### WHAT YOU ARE ASKED TO DO
Find each line in the entries below that contains the string "negative" and copy those lines. Matching is case-sensitive.

RECORDED INFORMATION Start Marker

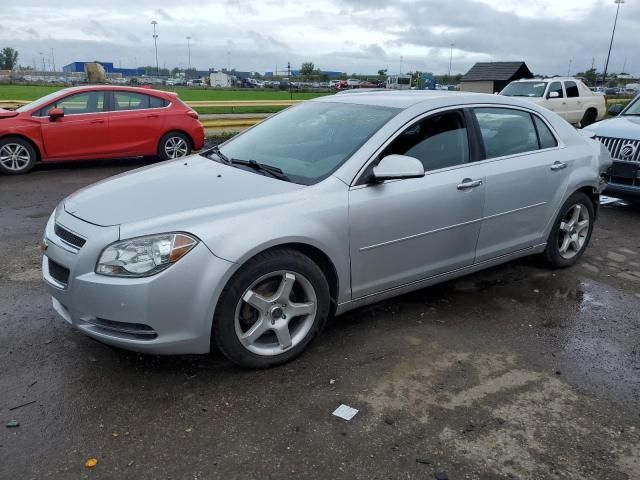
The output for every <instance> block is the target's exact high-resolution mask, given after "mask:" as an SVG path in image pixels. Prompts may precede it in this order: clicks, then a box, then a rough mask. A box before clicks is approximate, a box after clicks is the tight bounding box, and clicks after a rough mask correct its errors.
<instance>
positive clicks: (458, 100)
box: [42, 91, 611, 368]
mask: <svg viewBox="0 0 640 480" xmlns="http://www.w3.org/2000/svg"><path fill="white" fill-rule="evenodd" d="M610 164H611V157H610V156H609V153H608V152H607V150H606V149H605V148H604V147H603V146H602V145H601V144H600V143H598V142H596V141H594V140H591V139H588V138H585V137H583V136H582V135H580V134H579V133H578V132H577V131H576V130H575V129H573V128H572V127H571V126H570V125H569V124H568V123H566V122H565V121H564V120H562V119H561V118H560V117H558V116H557V115H555V114H553V113H551V112H549V111H548V110H545V109H543V108H540V107H537V106H535V105H533V104H531V103H529V102H525V101H520V100H518V99H515V98H508V97H501V96H493V95H477V94H461V93H449V92H400V91H398V92H394V91H373V92H364V93H352V94H341V95H335V96H328V97H323V98H320V99H316V100H313V101H309V102H305V103H304V104H302V105H299V106H296V107H293V108H290V109H287V110H285V111H283V112H281V113H280V114H278V115H275V116H273V117H272V118H270V119H268V120H266V121H264V122H263V123H261V124H259V125H257V126H256V127H254V128H252V129H250V130H247V131H246V132H244V133H243V134H241V135H238V136H237V137H235V138H233V139H232V140H230V141H228V142H226V143H224V144H223V145H221V146H220V147H219V148H212V149H210V150H207V151H204V152H202V153H200V154H199V155H192V156H190V157H186V158H183V159H180V160H175V161H168V162H164V163H161V164H159V165H156V166H152V167H147V168H142V169H139V170H136V171H133V172H129V173H127V174H124V175H119V176H117V177H114V178H111V179H108V180H106V181H103V182H100V183H98V184H95V185H93V186H90V187H88V188H85V189H83V190H80V191H78V192H76V193H74V194H73V195H71V196H69V197H68V198H66V199H65V200H64V201H63V202H61V203H60V205H59V206H58V207H57V208H56V210H55V212H54V213H53V214H52V216H51V218H50V220H49V222H48V224H47V227H46V232H45V235H44V240H43V248H44V249H45V252H44V256H43V262H42V268H43V275H44V279H45V281H46V284H47V286H48V289H49V291H50V292H51V296H52V297H53V307H54V308H55V310H56V311H57V312H58V313H59V314H60V315H61V316H62V317H63V318H64V319H65V320H66V321H67V322H68V323H70V324H71V325H73V326H74V327H76V328H78V329H80V330H81V331H83V332H84V333H86V334H87V335H89V336H91V337H93V338H95V339H97V340H99V341H102V342H104V343H107V344H110V345H115V346H118V347H122V348H126V349H131V350H136V351H141V352H149V353H154V354H181V353H206V352H208V351H209V350H210V348H211V346H212V345H217V347H218V348H219V349H220V350H221V351H222V352H223V353H224V354H225V355H226V356H227V357H228V358H229V359H230V360H231V361H233V362H235V363H237V364H239V365H242V366H245V367H254V368H263V367H269V366H273V365H277V364H280V363H282V362H285V361H288V360H290V359H292V358H294V357H296V356H297V355H299V354H300V353H301V352H302V351H303V350H304V349H305V348H306V347H307V346H308V345H309V343H310V342H311V341H312V340H313V339H314V338H315V337H317V336H318V334H319V333H320V331H321V330H322V328H323V326H324V324H325V323H326V320H327V318H328V317H329V316H330V315H338V314H341V313H344V312H346V311H348V310H351V309H354V308H356V307H359V306H362V305H365V304H369V303H373V302H376V301H379V300H382V299H384V298H388V297H391V296H395V295H399V294H401V293H404V292H408V291H411V290H416V289H420V288H423V287H426V286H428V285H432V284H434V283H438V282H442V281H445V280H448V279H451V278H455V277H459V276H461V275H465V274H468V273H470V272H474V271H477V270H481V269H484V268H487V267H490V266H493V265H496V264H499V263H503V262H506V261H509V260H512V259H515V258H518V257H522V256H525V255H532V254H541V256H542V257H543V258H544V259H545V260H546V261H547V263H548V264H549V265H550V266H552V267H567V266H570V265H572V264H574V263H575V262H576V261H577V260H578V259H579V258H580V256H581V255H582V253H583V252H584V250H585V248H586V247H587V244H588V242H589V238H590V236H591V232H592V229H593V224H594V221H595V218H596V213H597V208H598V199H599V194H600V192H601V190H602V188H603V187H604V186H605V185H604V184H603V181H602V179H601V173H602V172H604V171H605V170H606V169H607V168H608V166H609V165H610Z"/></svg>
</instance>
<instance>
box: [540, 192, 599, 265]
mask: <svg viewBox="0 0 640 480" xmlns="http://www.w3.org/2000/svg"><path fill="white" fill-rule="evenodd" d="M594 220H595V207H594V205H593V201H592V200H591V199H590V198H589V197H588V196H587V195H586V194H585V193H583V192H575V193H574V194H573V195H571V196H570V197H569V198H568V199H567V201H566V202H565V203H564V205H563V206H562V208H561V209H560V213H558V217H557V218H556V221H555V222H554V223H553V227H552V229H551V233H550V234H549V238H548V240H547V248H546V249H545V251H544V253H543V256H544V259H545V261H546V263H547V264H548V265H549V266H551V267H554V268H566V267H570V266H571V265H574V264H575V263H576V262H577V261H578V260H579V259H580V257H581V256H582V254H583V253H584V251H585V250H586V248H587V245H589V240H590V239H591V233H592V232H593V222H594ZM585 221H586V223H584V222H585Z"/></svg>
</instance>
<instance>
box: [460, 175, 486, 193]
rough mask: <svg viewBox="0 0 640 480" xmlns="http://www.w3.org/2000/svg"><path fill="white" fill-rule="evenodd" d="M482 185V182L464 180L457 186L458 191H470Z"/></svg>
mask: <svg viewBox="0 0 640 480" xmlns="http://www.w3.org/2000/svg"><path fill="white" fill-rule="evenodd" d="M480 185H482V180H471V179H470V178H465V179H464V180H463V181H462V183H460V184H458V190H470V189H472V188H476V187H479V186H480Z"/></svg>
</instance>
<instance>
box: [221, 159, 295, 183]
mask: <svg viewBox="0 0 640 480" xmlns="http://www.w3.org/2000/svg"><path fill="white" fill-rule="evenodd" d="M229 162H230V165H242V166H244V167H249V168H252V169H254V170H255V171H256V172H261V173H266V174H268V175H271V176H272V177H273V178H277V179H278V180H284V181H285V182H290V181H291V179H290V178H289V177H287V176H286V175H285V174H284V172H283V171H282V170H281V169H279V168H278V167H274V166H273V165H267V164H266V163H260V162H256V161H255V160H239V159H237V158H231V159H229Z"/></svg>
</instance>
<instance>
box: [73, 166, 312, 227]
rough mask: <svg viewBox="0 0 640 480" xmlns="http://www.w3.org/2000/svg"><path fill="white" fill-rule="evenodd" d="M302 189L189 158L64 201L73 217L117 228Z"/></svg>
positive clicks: (285, 192)
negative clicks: (163, 217)
mask: <svg viewBox="0 0 640 480" xmlns="http://www.w3.org/2000/svg"><path fill="white" fill-rule="evenodd" d="M302 188H305V186H304V185H299V184H295V183H290V182H284V181H282V180H277V179H275V178H271V177H267V176H264V175H261V174H258V173H254V172H250V171H247V170H242V169H239V168H235V167H231V166H228V165H223V164H221V163H218V162H216V161H214V160H210V159H208V158H205V157H202V156H200V155H192V156H190V157H185V158H182V159H179V160H171V161H168V162H163V163H161V164H158V165H153V166H149V167H144V168H140V169H137V170H133V171H131V172H128V173H124V174H122V175H117V176H115V177H111V178H110V179H107V180H103V181H102V182H98V183H96V184H94V185H91V186H89V187H86V188H83V189H81V190H78V191H77V192H75V193H73V194H72V195H70V196H69V197H67V198H66V199H65V200H64V209H65V210H66V211H67V212H68V213H70V214H72V215H73V216H75V217H78V218H80V219H82V220H85V221H87V222H90V223H93V224H95V225H100V226H111V225H120V224H125V223H132V222H138V221H142V220H147V219H151V218H157V217H165V216H170V215H174V214H180V213H181V212H189V211H192V210H196V209H200V208H204V207H211V206H222V205H224V204H229V203H233V202H240V201H243V200H249V199H252V200H255V199H256V198H260V197H266V196H270V195H281V194H283V193H286V192H289V191H294V190H299V189H302Z"/></svg>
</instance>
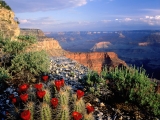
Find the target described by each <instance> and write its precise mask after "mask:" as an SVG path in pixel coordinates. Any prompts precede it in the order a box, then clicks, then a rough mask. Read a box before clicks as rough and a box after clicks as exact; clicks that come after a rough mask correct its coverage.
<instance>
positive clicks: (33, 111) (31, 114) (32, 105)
mask: <svg viewBox="0 0 160 120" xmlns="http://www.w3.org/2000/svg"><path fill="white" fill-rule="evenodd" d="M26 109H28V110H29V111H30V113H31V118H30V120H34V111H35V103H34V102H28V103H27V104H26Z"/></svg>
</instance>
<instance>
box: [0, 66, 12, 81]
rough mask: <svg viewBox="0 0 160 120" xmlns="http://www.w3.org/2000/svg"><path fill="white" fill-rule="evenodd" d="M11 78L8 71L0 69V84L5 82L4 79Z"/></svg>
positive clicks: (6, 70)
mask: <svg viewBox="0 0 160 120" xmlns="http://www.w3.org/2000/svg"><path fill="white" fill-rule="evenodd" d="M9 78H11V76H10V74H9V72H8V70H6V69H5V68H3V67H0V82H2V81H5V80H6V79H9Z"/></svg>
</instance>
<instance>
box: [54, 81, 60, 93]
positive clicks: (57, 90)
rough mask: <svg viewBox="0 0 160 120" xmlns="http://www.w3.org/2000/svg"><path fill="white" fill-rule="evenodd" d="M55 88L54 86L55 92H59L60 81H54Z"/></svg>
mask: <svg viewBox="0 0 160 120" xmlns="http://www.w3.org/2000/svg"><path fill="white" fill-rule="evenodd" d="M55 86H56V90H57V91H60V88H61V81H60V80H56V81H55Z"/></svg>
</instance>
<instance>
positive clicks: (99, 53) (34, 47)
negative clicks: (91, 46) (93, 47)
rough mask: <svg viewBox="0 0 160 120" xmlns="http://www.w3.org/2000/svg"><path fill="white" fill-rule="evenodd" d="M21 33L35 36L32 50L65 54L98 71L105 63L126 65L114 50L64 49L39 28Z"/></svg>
mask: <svg viewBox="0 0 160 120" xmlns="http://www.w3.org/2000/svg"><path fill="white" fill-rule="evenodd" d="M21 34H22V35H34V36H36V37H37V39H38V42H37V43H36V44H34V45H33V47H32V48H33V49H34V50H46V51H47V53H48V54H49V55H50V56H65V57H67V58H70V59H72V60H75V61H77V62H79V63H80V64H82V65H84V66H86V67H89V68H90V69H92V70H95V71H97V72H99V73H100V72H101V70H102V68H103V67H104V66H105V65H107V66H110V67H116V66H122V65H124V66H126V63H125V62H124V61H122V60H120V59H119V58H118V56H117V54H115V53H114V52H90V53H83V52H81V53H76V52H69V51H65V50H63V48H62V47H61V46H60V45H59V42H58V41H57V40H55V39H54V38H47V37H46V36H45V35H44V33H43V31H41V30H40V29H21ZM33 49H32V50H33Z"/></svg>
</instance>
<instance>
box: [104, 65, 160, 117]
mask: <svg viewBox="0 0 160 120" xmlns="http://www.w3.org/2000/svg"><path fill="white" fill-rule="evenodd" d="M105 70H106V71H105V72H106V75H105V76H104V77H105V78H106V79H108V80H109V81H110V88H111V89H112V90H113V91H115V95H118V96H120V98H121V99H124V101H129V102H133V103H136V104H137V105H139V106H141V107H144V108H146V110H148V111H150V112H152V113H154V114H155V115H160V111H159V110H160V102H158V101H160V96H159V95H158V94H157V93H155V85H156V84H155V83H154V82H152V81H151V80H150V79H149V78H148V76H147V75H146V72H145V70H144V69H143V68H142V67H141V68H136V67H128V68H124V67H122V68H118V67H116V68H115V69H110V70H108V71H107V69H105Z"/></svg>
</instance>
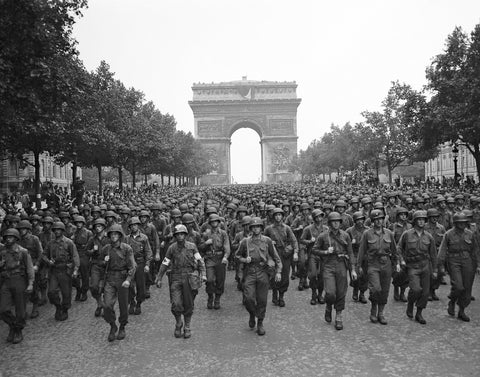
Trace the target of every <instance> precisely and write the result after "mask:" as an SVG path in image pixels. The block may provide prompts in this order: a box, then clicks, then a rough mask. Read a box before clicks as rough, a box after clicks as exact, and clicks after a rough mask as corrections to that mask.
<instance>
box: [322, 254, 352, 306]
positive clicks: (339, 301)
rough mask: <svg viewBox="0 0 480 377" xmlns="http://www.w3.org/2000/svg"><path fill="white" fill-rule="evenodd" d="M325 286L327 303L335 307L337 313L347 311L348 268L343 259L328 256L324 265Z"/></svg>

RECORDED INFORMATION End Marker

### SOLUTION TO THE PROBLEM
negative clicks: (163, 217)
negative clicks: (91, 46) (93, 47)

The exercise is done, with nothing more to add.